▶ [Challenge]: Please pick out each line in the rows below that contains the word "wall" and copy those lines in full.

▶ [Listing]:
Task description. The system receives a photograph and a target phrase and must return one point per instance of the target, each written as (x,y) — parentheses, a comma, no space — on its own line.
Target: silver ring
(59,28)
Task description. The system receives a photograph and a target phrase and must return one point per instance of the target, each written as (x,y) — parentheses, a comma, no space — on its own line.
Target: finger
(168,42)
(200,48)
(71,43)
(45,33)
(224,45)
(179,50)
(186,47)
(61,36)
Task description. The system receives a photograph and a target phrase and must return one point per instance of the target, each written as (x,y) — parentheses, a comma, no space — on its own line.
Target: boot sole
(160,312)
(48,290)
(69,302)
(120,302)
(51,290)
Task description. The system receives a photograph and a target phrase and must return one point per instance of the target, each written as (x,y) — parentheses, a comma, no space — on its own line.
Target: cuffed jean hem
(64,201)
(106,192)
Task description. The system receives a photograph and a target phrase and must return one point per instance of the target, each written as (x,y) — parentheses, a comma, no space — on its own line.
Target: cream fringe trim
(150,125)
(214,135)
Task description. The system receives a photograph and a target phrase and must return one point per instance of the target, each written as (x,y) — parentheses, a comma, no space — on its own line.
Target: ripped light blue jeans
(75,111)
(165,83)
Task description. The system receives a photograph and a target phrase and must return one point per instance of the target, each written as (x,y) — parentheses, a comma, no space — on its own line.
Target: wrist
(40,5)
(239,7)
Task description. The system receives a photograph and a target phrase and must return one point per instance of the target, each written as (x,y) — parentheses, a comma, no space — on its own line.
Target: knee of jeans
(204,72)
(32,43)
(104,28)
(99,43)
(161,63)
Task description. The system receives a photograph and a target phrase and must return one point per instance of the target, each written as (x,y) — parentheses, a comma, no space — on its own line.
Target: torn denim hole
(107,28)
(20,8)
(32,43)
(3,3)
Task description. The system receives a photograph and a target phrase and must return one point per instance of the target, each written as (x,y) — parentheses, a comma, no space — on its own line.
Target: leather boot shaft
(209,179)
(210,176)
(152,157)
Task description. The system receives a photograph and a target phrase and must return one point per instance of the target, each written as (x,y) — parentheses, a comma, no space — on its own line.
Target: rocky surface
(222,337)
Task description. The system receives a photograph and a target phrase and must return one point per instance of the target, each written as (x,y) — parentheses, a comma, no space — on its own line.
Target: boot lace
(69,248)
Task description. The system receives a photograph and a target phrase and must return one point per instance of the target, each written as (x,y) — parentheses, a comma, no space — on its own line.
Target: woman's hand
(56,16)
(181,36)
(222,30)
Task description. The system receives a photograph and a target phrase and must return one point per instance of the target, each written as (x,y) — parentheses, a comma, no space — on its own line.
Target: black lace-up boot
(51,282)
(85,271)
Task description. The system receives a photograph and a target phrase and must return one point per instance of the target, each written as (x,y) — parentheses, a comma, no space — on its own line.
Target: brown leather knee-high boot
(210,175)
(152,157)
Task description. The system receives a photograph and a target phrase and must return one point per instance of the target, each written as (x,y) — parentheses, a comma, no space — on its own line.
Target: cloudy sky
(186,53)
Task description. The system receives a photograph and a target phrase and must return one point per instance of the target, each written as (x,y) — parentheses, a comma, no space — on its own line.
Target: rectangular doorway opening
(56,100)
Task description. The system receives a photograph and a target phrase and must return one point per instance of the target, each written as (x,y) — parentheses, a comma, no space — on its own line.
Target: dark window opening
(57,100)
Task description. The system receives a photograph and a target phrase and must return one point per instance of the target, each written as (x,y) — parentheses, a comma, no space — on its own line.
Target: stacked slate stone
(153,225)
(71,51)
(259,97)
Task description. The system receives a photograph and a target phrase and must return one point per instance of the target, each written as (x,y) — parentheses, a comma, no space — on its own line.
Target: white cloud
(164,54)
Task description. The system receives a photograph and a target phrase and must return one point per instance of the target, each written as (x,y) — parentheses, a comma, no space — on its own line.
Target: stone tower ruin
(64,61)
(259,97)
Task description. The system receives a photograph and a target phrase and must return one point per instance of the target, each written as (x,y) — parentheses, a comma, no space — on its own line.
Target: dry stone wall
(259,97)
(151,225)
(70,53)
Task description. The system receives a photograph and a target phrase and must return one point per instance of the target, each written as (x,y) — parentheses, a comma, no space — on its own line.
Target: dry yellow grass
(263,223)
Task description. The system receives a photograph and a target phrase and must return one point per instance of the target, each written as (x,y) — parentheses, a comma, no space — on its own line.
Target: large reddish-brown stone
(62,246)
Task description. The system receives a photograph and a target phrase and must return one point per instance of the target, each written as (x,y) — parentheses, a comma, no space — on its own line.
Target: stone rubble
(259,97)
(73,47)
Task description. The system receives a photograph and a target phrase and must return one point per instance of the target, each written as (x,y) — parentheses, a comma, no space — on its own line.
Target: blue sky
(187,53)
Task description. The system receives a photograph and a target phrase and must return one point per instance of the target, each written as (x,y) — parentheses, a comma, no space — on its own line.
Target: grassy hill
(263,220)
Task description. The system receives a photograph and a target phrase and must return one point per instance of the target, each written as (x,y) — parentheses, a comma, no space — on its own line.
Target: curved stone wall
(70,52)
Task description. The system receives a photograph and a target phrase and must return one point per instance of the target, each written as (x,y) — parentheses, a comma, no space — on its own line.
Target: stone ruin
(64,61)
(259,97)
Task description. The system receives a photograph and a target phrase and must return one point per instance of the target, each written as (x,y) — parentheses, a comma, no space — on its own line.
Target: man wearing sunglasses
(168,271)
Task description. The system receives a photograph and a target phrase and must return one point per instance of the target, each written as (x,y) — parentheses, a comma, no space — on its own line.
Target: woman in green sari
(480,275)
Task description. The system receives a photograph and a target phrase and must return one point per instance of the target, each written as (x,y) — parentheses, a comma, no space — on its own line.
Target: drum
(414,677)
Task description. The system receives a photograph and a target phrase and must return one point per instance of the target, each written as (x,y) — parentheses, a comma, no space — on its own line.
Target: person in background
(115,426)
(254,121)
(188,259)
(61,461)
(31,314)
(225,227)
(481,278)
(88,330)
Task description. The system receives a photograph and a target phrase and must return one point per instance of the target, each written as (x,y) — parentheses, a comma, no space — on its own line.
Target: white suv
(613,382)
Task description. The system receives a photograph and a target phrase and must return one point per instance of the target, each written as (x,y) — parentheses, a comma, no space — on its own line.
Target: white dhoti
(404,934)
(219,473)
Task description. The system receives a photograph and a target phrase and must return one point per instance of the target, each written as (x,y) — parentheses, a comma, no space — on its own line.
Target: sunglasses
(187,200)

▶ [Answer to this task]:
Target: dry stone wall
Target: curved stone wall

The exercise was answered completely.